EXERCISE GOAL. Edit the stretch of records from the start through the line containing "928 29 L 928" by replacing "security camera" with "surveillance camera", and leave everything else unchanged. Reproduce only those lines.

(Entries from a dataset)
......

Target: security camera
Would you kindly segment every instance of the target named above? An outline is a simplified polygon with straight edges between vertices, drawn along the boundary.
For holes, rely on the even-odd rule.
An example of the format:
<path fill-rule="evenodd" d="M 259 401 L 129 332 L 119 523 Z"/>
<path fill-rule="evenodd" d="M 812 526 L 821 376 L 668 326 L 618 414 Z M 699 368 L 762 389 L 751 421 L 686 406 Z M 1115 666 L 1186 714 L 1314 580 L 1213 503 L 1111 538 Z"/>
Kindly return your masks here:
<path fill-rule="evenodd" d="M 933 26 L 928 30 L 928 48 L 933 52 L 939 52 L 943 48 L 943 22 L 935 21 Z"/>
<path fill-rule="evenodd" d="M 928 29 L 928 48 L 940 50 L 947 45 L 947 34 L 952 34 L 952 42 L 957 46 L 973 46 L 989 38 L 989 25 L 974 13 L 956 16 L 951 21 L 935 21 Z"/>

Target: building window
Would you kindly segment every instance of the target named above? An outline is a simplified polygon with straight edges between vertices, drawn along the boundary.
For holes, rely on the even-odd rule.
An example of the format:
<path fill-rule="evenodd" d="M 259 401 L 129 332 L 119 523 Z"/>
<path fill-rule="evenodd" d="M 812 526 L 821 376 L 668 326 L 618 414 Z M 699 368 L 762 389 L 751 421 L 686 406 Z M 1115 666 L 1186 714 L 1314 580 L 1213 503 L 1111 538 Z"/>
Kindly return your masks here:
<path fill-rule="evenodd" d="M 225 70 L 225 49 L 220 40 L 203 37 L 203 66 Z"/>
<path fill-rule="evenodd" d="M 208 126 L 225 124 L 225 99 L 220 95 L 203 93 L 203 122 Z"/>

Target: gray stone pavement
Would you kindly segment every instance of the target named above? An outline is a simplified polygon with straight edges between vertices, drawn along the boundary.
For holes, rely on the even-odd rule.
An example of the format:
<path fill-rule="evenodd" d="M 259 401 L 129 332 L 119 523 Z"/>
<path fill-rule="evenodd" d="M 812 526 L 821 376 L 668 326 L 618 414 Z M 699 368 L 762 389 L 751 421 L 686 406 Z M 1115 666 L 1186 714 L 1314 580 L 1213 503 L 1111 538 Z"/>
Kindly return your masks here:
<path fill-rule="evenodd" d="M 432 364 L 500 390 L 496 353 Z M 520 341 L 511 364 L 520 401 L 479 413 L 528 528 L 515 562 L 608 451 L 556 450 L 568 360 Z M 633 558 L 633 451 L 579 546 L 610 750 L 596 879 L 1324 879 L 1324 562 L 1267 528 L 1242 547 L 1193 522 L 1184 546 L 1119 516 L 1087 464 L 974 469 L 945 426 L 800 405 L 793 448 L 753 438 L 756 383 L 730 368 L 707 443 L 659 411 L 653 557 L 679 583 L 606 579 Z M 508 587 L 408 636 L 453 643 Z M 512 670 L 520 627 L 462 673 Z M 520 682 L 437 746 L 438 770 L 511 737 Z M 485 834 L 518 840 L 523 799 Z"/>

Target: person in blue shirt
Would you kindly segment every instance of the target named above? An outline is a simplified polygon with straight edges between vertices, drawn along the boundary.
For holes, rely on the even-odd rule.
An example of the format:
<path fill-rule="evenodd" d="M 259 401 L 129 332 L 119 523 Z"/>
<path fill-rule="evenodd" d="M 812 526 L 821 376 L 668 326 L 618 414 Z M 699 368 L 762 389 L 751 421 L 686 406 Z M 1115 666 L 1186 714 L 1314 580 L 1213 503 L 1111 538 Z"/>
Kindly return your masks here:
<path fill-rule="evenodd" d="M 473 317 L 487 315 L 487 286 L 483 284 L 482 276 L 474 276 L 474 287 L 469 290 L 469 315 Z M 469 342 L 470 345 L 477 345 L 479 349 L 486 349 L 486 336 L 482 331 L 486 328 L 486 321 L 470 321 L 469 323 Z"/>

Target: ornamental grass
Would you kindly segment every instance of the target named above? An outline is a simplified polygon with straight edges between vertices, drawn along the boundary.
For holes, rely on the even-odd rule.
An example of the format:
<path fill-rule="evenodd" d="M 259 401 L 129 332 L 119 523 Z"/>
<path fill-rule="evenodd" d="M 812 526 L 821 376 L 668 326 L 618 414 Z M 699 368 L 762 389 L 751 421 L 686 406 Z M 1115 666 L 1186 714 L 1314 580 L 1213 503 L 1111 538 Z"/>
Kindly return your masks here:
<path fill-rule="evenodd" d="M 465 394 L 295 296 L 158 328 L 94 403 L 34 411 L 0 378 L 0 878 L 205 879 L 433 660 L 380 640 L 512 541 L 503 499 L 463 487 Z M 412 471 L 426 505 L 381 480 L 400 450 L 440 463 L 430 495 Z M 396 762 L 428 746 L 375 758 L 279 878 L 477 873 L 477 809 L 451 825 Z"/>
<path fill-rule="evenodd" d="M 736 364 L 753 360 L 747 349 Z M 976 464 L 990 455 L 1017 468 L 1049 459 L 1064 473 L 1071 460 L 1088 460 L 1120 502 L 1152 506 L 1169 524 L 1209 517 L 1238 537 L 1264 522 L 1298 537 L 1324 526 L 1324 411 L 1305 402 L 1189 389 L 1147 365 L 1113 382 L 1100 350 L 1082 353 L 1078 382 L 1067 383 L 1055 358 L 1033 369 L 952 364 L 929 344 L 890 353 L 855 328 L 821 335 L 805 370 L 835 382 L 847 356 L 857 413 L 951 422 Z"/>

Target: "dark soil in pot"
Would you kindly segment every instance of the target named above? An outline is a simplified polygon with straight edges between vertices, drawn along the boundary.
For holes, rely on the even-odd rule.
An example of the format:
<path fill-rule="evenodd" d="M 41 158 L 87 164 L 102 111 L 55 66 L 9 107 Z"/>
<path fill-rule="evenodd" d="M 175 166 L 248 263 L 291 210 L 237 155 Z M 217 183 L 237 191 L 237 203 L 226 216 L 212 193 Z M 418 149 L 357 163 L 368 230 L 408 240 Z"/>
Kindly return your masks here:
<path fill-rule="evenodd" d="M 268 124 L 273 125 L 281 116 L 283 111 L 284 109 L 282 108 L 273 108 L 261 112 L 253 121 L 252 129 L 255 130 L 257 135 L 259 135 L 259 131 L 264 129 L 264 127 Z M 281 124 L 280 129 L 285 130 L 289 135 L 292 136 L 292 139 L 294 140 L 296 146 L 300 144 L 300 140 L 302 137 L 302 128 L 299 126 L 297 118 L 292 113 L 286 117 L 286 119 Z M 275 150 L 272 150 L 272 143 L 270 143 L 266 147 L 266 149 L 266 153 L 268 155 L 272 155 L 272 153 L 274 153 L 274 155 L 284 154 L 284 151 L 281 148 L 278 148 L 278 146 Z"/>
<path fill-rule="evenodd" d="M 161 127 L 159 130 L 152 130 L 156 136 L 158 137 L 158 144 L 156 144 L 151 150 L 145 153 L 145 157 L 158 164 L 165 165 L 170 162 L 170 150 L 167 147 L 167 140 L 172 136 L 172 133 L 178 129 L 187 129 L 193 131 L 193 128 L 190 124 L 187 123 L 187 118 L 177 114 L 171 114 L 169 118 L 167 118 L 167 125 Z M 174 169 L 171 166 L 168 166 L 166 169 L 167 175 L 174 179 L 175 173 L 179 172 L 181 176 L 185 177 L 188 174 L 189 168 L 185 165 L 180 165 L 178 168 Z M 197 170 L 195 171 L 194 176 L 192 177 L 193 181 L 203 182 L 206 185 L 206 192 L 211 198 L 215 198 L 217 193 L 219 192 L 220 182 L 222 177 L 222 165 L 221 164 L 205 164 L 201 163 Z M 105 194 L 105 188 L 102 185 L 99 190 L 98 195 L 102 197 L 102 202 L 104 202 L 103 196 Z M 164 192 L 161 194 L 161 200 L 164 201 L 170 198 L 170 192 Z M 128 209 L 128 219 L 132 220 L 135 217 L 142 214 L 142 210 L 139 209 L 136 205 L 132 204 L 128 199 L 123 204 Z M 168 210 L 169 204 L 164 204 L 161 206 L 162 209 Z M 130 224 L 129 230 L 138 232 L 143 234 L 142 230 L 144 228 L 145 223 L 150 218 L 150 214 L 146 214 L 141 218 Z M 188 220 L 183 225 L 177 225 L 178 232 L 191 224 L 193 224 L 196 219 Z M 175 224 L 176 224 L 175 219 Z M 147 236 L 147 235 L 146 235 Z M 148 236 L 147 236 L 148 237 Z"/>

......

ANSWER TO THIS PROBLEM.
Target: surveillance camera
Would you kindly segment every instance of the target named above? An outline is a simplified polygon with straight edges between vertices, drawn along the boundary.
For holes, rely on the even-odd rule.
An example of the format:
<path fill-rule="evenodd" d="M 259 401 L 129 332 L 119 523 Z"/>
<path fill-rule="evenodd" d="M 812 526 L 821 376 L 668 326 L 618 414 Z M 699 368 L 762 389 L 751 421 L 686 406 Z M 1115 666 L 1186 714 L 1314 580 L 1213 503 L 1111 538 Z"/>
Kindly return your masks here:
<path fill-rule="evenodd" d="M 933 26 L 928 30 L 928 48 L 933 52 L 939 52 L 943 48 L 943 22 L 935 21 Z"/>
<path fill-rule="evenodd" d="M 928 29 L 928 48 L 940 50 L 947 45 L 947 34 L 952 34 L 952 42 L 957 46 L 973 46 L 989 38 L 989 25 L 974 13 L 956 16 L 951 21 L 935 21 Z"/>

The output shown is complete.